Page excerpt:
══════

Questions about recording live. Mike splitter?

dougw2007

New member
I am recording a small blue grass band that uses one mic and one bass pickup and or mic. I have experimented with getting the sound from the sound board and with placing my own mic in front of the band behind the house mic. I can use a zoom r16 and rode nt4 to do this. What about putting my mic in front and then using a mic splitter to feed the zoom and the house mixer? A sales person at Sweetwater told me my best bet was to buy an Art S8. It has transformers and handles eight channels. Because the mic I use is the rode nt 4 i would need at least two channels anyway and it seems the Art S8 is the cheapest way (although it is $200). It provides a completely decoupled or isolated output for the zoom and direct feed through for the house mixer. My question is does anyone have any experience with this and will I lose quality. I would hate to spend 200 plus and get sound that is not quite as good. I emailed the zoom company to see if there r16 could be connected via cheap splitter cable.

Or can I connect to the house mixer but in front of everything that the sound man is doing? I have been using rca phone plugs to connect to the recorder out found on most boards but then every change he makes effects the sound I get. And I don't get separate tracks for the bass and rest of band.

Or I could use a portable recorder like h4n or Roland r26. Reading the reviews give me mixed results as to the line in and feeding in a bass pickup.

Thanks for the help if anyone knows a best way to do this. Doug
 
If you want to plug into the house mixer and get direct signals from the various inputs you can tap signal from the inserts. If the inserts aren't in use your best bet is buying/building insert tap cables. They will have 1/4" TRS on one end with the tip and ring connected, and 1/4" TS on the other end. The TRS end goes in the insert jack without interrupting the signal in the board and the TS end goes in your recorder.

══════

Brief: Quote the forum thread on recording a band live word for word, from "If you want" to "in your recorder.".

══════

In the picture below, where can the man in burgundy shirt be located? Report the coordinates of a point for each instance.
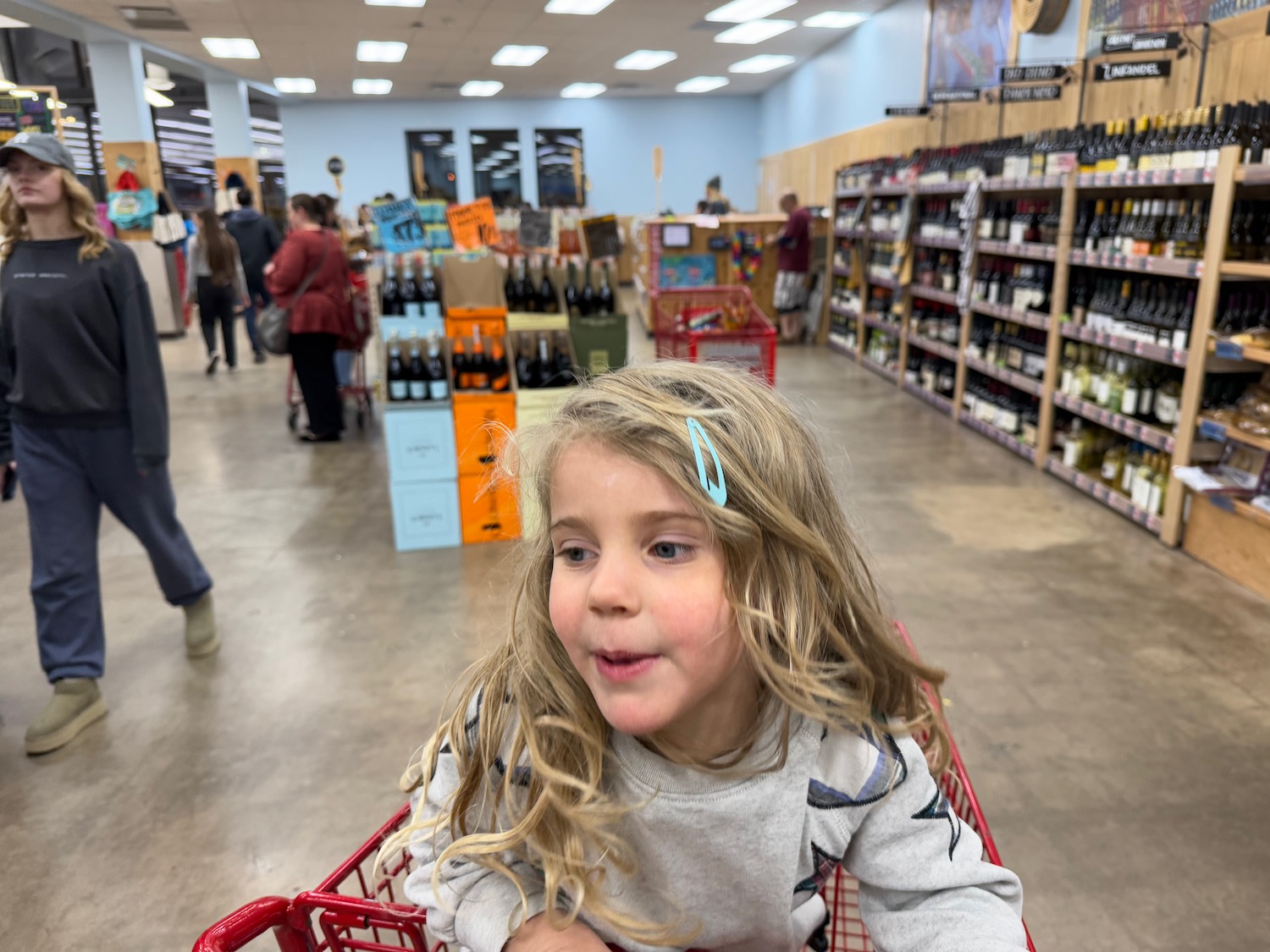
(792, 263)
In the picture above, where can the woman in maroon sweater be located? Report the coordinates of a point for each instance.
(320, 317)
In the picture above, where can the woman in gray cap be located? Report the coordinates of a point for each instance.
(84, 423)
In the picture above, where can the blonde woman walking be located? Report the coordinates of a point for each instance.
(84, 421)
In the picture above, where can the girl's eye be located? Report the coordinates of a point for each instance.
(671, 551)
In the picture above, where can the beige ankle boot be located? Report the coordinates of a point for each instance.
(76, 702)
(201, 635)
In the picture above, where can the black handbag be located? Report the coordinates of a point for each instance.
(273, 327)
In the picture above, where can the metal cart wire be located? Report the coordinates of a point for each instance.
(358, 909)
(751, 344)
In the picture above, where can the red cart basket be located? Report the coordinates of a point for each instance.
(751, 343)
(360, 909)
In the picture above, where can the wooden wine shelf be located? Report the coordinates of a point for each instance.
(1031, 250)
(1140, 264)
(879, 368)
(1019, 381)
(947, 244)
(937, 294)
(940, 403)
(1246, 269)
(934, 347)
(1229, 350)
(1146, 179)
(1094, 487)
(889, 327)
(998, 436)
(1033, 183)
(1218, 431)
(1252, 174)
(1005, 312)
(1124, 345)
(1142, 432)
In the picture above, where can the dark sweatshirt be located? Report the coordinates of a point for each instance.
(78, 347)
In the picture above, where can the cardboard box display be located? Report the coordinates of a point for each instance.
(426, 515)
(488, 509)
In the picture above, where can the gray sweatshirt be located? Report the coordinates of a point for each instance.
(78, 347)
(747, 857)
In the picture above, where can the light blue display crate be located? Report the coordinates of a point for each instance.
(426, 515)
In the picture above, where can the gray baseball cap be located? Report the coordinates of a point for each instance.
(38, 145)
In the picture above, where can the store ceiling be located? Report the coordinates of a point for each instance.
(452, 42)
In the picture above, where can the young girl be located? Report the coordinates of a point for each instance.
(700, 708)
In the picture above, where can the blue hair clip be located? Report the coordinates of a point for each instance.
(718, 492)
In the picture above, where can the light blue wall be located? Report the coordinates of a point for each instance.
(878, 63)
(700, 136)
(848, 85)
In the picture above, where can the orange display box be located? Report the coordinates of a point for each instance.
(488, 509)
(464, 322)
(479, 423)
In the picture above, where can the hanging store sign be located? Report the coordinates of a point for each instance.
(954, 96)
(1140, 42)
(1031, 94)
(1147, 69)
(1033, 74)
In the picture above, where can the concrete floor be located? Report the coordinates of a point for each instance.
(1112, 697)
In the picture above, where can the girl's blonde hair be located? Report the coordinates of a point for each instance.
(805, 604)
(83, 208)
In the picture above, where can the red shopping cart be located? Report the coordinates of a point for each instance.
(714, 324)
(357, 908)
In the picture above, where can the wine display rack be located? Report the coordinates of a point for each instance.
(1194, 436)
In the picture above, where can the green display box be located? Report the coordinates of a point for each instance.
(599, 343)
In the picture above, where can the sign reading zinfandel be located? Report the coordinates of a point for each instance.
(1147, 69)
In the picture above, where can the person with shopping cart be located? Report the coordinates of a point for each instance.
(700, 710)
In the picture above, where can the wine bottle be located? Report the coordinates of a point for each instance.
(605, 301)
(439, 385)
(399, 381)
(417, 375)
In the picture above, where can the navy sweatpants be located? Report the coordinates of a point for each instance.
(66, 477)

══════

Expected output:
If you want to plug into the house mixer and get direct signals from the various inputs you can tap signal from the inserts. If the inserts aren't in use your best bet is buying/building insert tap cables. They will have 1/4" TRS on one end with the tip and ring connected, and 1/4" TS on the other end. The TRS end goes in the insert jack without interrupting the signal in the board and the TS end goes in your recorder.